#### What is needed
Rewrite every line of the data below, requests included, and add 27 to each x and y coordinate in the answers. Leave the pictures out of the output.

#### Records shown
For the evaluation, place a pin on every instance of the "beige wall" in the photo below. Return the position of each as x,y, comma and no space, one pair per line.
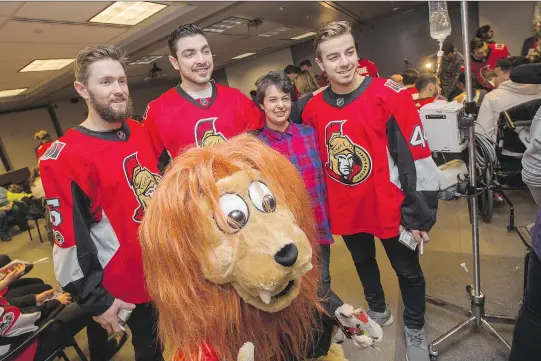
511,21
244,74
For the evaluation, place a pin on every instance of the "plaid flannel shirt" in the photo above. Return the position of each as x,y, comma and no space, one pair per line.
299,144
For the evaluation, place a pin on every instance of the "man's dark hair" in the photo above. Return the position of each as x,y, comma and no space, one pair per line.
182,31
508,64
448,47
425,79
292,69
482,32
277,78
305,62
409,76
477,43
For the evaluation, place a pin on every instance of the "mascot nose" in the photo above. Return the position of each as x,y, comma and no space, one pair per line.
287,256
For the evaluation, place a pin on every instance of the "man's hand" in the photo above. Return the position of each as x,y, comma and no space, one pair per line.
109,320
43,296
418,235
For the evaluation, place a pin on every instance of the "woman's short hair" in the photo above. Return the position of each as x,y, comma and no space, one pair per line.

#### Full solution
For the evaluation, place a pin on every instance of the "beige wall" in the photo below. Return the position of each as x,y, comma and no space, one pair per line.
538,48
271,101
For the evaluation, place a pin on every instance of the "plaid flannel shirt" in the photo above. Return the position of each as x,y, comma and no space, one pair per line.
326,171
For the evaluation, place a pin on every instance of the "man's dark hair" in the photo above. Return the position of each as x,y, comma and no space, one pair per line.
209,58
535,91
475,74
452,106
319,96
509,59
304,105
332,89
436,103
504,70
For the evaluation, place a pin on every instance of the "mascot nose" in the photo above. Return the position of each as x,y, comma and no space, one pair per line.
314,283
For the evaluation, place a pin on every instance of the "man's hand" in the photo above. Return the position of each as x,y, comma and no space, one pair per line.
136,347
70,323
445,262
For the evaluation, place a pin on every instance of the "woman's short hair" in the photo above. Return the position of each as x,y, comma and no space, one pair per line.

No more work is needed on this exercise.